**What the exercise asks**
Of the lines below, count those containing the word "building". Reply with the number alone.

++++ Provided records ++++

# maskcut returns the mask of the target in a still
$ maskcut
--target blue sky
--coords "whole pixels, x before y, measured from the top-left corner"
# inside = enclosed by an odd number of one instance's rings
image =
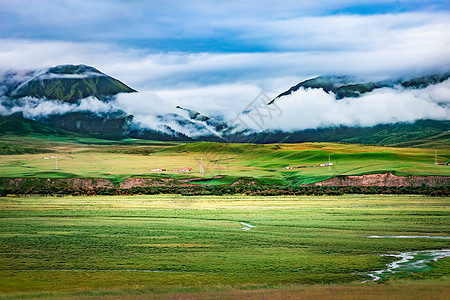
[[[333,46],[308,47],[307,40],[278,43],[280,39],[295,39],[305,30],[295,24],[282,32],[271,29],[279,23],[308,18],[418,12],[433,15],[450,10],[449,1],[433,0],[1,2],[0,38],[111,43],[153,53],[327,51]],[[414,20],[398,26],[413,27]]]
[[[58,64],[139,90],[136,110],[233,114],[318,75],[449,71],[450,1],[0,0],[0,73]]]

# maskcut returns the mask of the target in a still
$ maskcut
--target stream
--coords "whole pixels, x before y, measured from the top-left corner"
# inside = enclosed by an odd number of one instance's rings
[[[367,273],[368,276],[372,277],[372,280],[363,281],[363,283],[378,281],[398,272],[413,273],[425,271],[429,268],[428,263],[450,257],[450,249],[412,251],[400,254],[386,254],[383,256],[398,257],[399,260],[388,264],[386,269]]]
[[[250,229],[256,227],[255,225],[251,225],[251,224],[248,224],[248,223],[245,223],[245,222],[239,222],[239,223],[245,226],[245,227],[242,228],[242,230],[250,230]]]

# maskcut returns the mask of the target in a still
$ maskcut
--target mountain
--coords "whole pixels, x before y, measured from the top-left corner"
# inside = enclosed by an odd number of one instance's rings
[[[176,140],[176,141],[210,141],[225,142],[222,138],[232,129],[226,122],[217,118],[208,117],[195,110],[176,107],[178,113],[169,113],[164,115],[156,115],[158,120],[157,130],[146,129],[143,126],[137,126],[131,130],[130,134],[136,138]],[[139,124],[138,124],[139,125]],[[157,134],[159,132],[159,134]],[[169,134],[172,139],[161,134]]]
[[[5,107],[23,105],[21,98],[40,102],[58,100],[55,105],[61,105],[61,102],[78,104],[87,97],[109,101],[119,93],[133,92],[136,90],[86,65],[60,65],[28,72],[10,71],[0,78],[1,104]],[[120,137],[128,131],[133,116],[118,109],[100,114],[87,108],[67,113],[49,112],[33,119],[52,129],[91,136]]]
[[[290,87],[288,90],[276,96],[268,104],[272,104],[278,99],[298,91],[300,88],[323,89],[327,93],[333,92],[336,96],[336,99],[342,99],[346,97],[359,97],[362,94],[373,91],[374,89],[386,86],[388,86],[388,84],[385,82],[358,83],[355,78],[349,76],[319,76],[302,81]]]
[[[129,131],[129,123],[132,119],[133,116],[123,111],[101,115],[92,112],[69,112],[62,115],[49,115],[40,121],[53,128],[94,137],[120,138]]]
[[[0,135],[59,135],[71,136],[72,132],[42,124],[24,118],[21,112],[9,116],[0,116]]]
[[[337,126],[294,132],[270,131],[249,136],[257,144],[344,142],[374,145],[450,146],[450,121],[418,120],[413,123],[380,124],[371,127]]]
[[[230,135],[234,130],[232,125],[219,117],[210,118],[192,109],[183,108],[181,106],[177,106],[177,108],[187,113],[187,115],[184,115],[185,119],[202,129],[204,137],[213,134],[222,139],[222,137]]]
[[[185,135],[182,132],[178,132],[172,129],[170,126],[163,126],[162,130],[155,130],[150,128],[132,128],[127,133],[128,137],[143,140],[154,140],[154,141],[183,141],[192,142],[194,139]]]
[[[401,83],[401,85],[405,88],[420,89],[420,88],[425,88],[432,84],[438,84],[438,83],[444,82],[449,78],[450,78],[450,73],[432,74],[432,75],[426,75],[426,76],[421,76],[421,77],[416,77],[413,79],[405,80]]]
[[[273,104],[278,99],[288,96],[299,89],[323,89],[327,93],[333,93],[337,100],[343,98],[357,98],[363,94],[370,93],[375,89],[385,87],[395,87],[401,85],[407,89],[425,88],[429,85],[444,82],[450,78],[450,73],[427,75],[408,80],[385,80],[379,82],[364,82],[350,76],[318,76],[308,79],[290,87],[288,90],[280,93],[268,104]]]
[[[380,88],[423,89],[428,86],[442,83],[450,78],[450,73],[433,74],[412,79],[385,80],[378,82],[361,81],[349,76],[319,76],[302,81],[277,97],[269,101],[271,105],[275,101],[283,101],[283,97],[303,89],[322,89],[334,95],[336,101],[343,98],[358,98]],[[357,101],[357,100],[355,100]],[[189,111],[190,116],[203,123],[214,123],[214,120]],[[244,111],[239,116],[251,114],[252,111]],[[266,113],[258,112],[256,116]],[[275,113],[276,112],[272,112]],[[348,142],[378,145],[435,145],[450,144],[450,122],[440,120],[417,120],[414,122],[398,122],[393,124],[379,124],[376,126],[332,126],[296,131],[263,130],[238,130],[230,124],[223,125],[225,130],[217,133],[227,142],[250,143],[299,143],[299,142]]]
[[[358,98],[380,88],[401,87],[423,89],[442,83],[450,73],[434,74],[412,79],[363,81],[349,76],[319,76],[302,81],[280,93],[267,104],[283,101],[303,89],[322,89],[336,101]],[[350,142],[383,145],[449,144],[449,121],[418,120],[413,123],[380,124],[372,127],[335,126],[297,131],[246,128],[246,123],[225,120],[186,107],[177,106],[172,113],[154,114],[152,124],[140,123],[126,111],[114,106],[118,93],[132,93],[134,89],[99,70],[85,65],[61,65],[53,68],[8,72],[0,77],[0,112],[12,114],[0,118],[0,134],[71,135],[82,134],[100,138],[133,137],[163,141],[214,141],[228,143],[297,143]],[[91,97],[107,103],[106,109],[95,110]],[[53,101],[58,100],[58,101]],[[99,103],[93,100],[93,103]],[[358,100],[355,100],[358,101]],[[37,105],[43,104],[40,114]],[[153,103],[152,105],[157,105]],[[49,109],[49,107],[58,109]],[[275,106],[273,106],[275,107]],[[26,110],[26,109],[27,110]],[[31,113],[30,113],[31,112]],[[252,111],[244,111],[238,118],[249,118]],[[139,118],[138,118],[139,119]],[[148,122],[148,121],[147,121]]]
[[[34,97],[77,103],[86,97],[108,100],[119,93],[136,90],[86,65],[61,65],[26,73],[8,72],[3,90],[11,98]]]
[[[335,126],[292,132],[280,130],[255,132],[239,130],[194,110],[179,108],[188,112],[190,120],[197,122],[198,130],[205,128],[210,130],[211,135],[196,136],[193,138],[196,141],[255,144],[344,142],[398,146],[450,145],[450,121],[417,120],[412,123],[379,124],[370,127]],[[184,122],[188,120],[185,119]]]

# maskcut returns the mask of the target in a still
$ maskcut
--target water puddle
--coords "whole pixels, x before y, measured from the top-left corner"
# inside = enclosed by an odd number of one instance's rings
[[[386,269],[367,273],[368,276],[372,277],[372,280],[366,280],[363,281],[363,283],[385,279],[394,273],[401,272],[409,274],[413,272],[425,271],[429,268],[428,264],[430,262],[437,261],[441,258],[450,257],[450,249],[413,251],[393,255],[386,254],[383,256],[393,256],[400,259],[388,264]]]
[[[430,236],[430,235],[369,235],[373,239],[442,239],[450,240],[450,236]]]
[[[239,222],[240,224],[244,225],[245,227],[242,227],[242,230],[250,230],[252,228],[255,228],[256,226],[245,223],[245,222]]]

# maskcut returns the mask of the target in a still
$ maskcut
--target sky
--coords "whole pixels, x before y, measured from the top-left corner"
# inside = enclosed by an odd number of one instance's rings
[[[138,90],[118,105],[142,118],[176,105],[231,118],[260,92],[275,97],[318,75],[450,71],[450,1],[0,0],[0,73],[58,64],[90,65]],[[448,102],[442,94],[435,102]],[[429,109],[449,118],[448,107]],[[347,123],[423,117],[374,111]],[[312,117],[294,127],[345,123]]]

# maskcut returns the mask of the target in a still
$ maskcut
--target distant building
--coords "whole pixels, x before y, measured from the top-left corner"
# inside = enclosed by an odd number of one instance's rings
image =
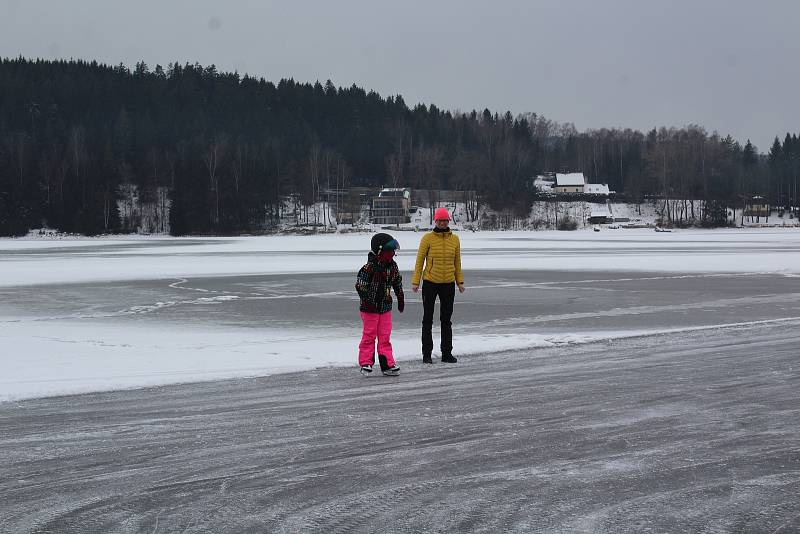
[[[614,216],[608,206],[602,204],[592,205],[592,211],[589,213],[589,224],[608,224],[613,222]]]
[[[751,198],[744,205],[745,217],[769,217],[769,203],[764,197],[756,196]]]
[[[556,185],[553,187],[554,193],[583,193],[586,179],[582,172],[571,172],[568,174],[556,173]]]
[[[411,192],[402,187],[381,189],[372,198],[370,220],[373,224],[404,224],[411,222],[409,208]]]
[[[583,192],[587,195],[608,196],[611,194],[611,191],[608,189],[608,184],[586,184],[583,186]]]
[[[545,190],[546,181],[542,177],[537,177],[535,184],[540,191]],[[611,195],[607,184],[586,183],[586,177],[582,172],[556,173],[552,192],[556,194],[603,195],[606,197]]]

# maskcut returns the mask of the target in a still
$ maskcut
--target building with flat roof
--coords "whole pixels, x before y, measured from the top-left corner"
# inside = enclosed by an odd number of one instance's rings
[[[583,186],[583,192],[587,195],[605,195],[611,194],[608,189],[608,184],[586,184]]]
[[[411,222],[411,192],[402,187],[381,189],[372,198],[370,220],[373,224],[405,224]]]

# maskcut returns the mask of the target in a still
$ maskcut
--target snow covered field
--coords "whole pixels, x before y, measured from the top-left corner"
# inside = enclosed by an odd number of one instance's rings
[[[354,365],[369,235],[0,240],[0,401]],[[796,229],[460,235],[459,355],[800,315]],[[419,352],[421,234],[396,237],[402,366]]]

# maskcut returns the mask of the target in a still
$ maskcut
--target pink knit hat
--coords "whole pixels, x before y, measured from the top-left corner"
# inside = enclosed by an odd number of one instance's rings
[[[450,220],[450,212],[447,211],[447,208],[436,208],[436,211],[433,212],[433,220],[434,221],[449,221]]]

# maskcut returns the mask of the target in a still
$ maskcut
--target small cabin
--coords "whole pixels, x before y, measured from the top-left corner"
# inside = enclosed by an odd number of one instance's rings
[[[764,197],[756,196],[751,198],[744,205],[745,217],[769,217],[769,203]]]

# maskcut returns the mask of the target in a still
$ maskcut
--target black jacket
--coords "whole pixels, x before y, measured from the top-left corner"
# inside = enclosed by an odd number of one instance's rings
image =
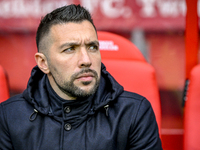
[[[150,103],[102,64],[98,91],[66,101],[36,66],[27,89],[0,104],[1,150],[161,150]]]

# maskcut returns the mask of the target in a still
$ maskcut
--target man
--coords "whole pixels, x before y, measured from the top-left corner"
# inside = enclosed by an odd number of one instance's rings
[[[47,14],[27,89],[0,105],[2,150],[160,150],[150,103],[101,64],[91,16],[80,5]]]

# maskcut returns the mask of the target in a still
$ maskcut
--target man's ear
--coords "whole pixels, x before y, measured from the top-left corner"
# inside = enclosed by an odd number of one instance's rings
[[[48,63],[47,63],[47,58],[43,53],[39,53],[39,52],[36,53],[35,61],[42,72],[44,72],[45,74],[48,74],[50,72]]]

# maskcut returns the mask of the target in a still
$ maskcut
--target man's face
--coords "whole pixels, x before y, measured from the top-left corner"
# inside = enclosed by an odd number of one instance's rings
[[[64,99],[95,93],[101,70],[97,34],[89,21],[53,25],[47,50],[48,78]]]

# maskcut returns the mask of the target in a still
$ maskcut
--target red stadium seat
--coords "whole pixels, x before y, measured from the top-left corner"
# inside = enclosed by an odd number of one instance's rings
[[[154,68],[146,62],[138,48],[126,38],[98,31],[102,62],[127,91],[146,97],[161,129],[161,104]]]
[[[200,150],[200,64],[190,74],[184,111],[184,150]]]
[[[0,103],[8,99],[9,96],[7,77],[3,67],[0,66]]]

++++

**Exercise solution**
2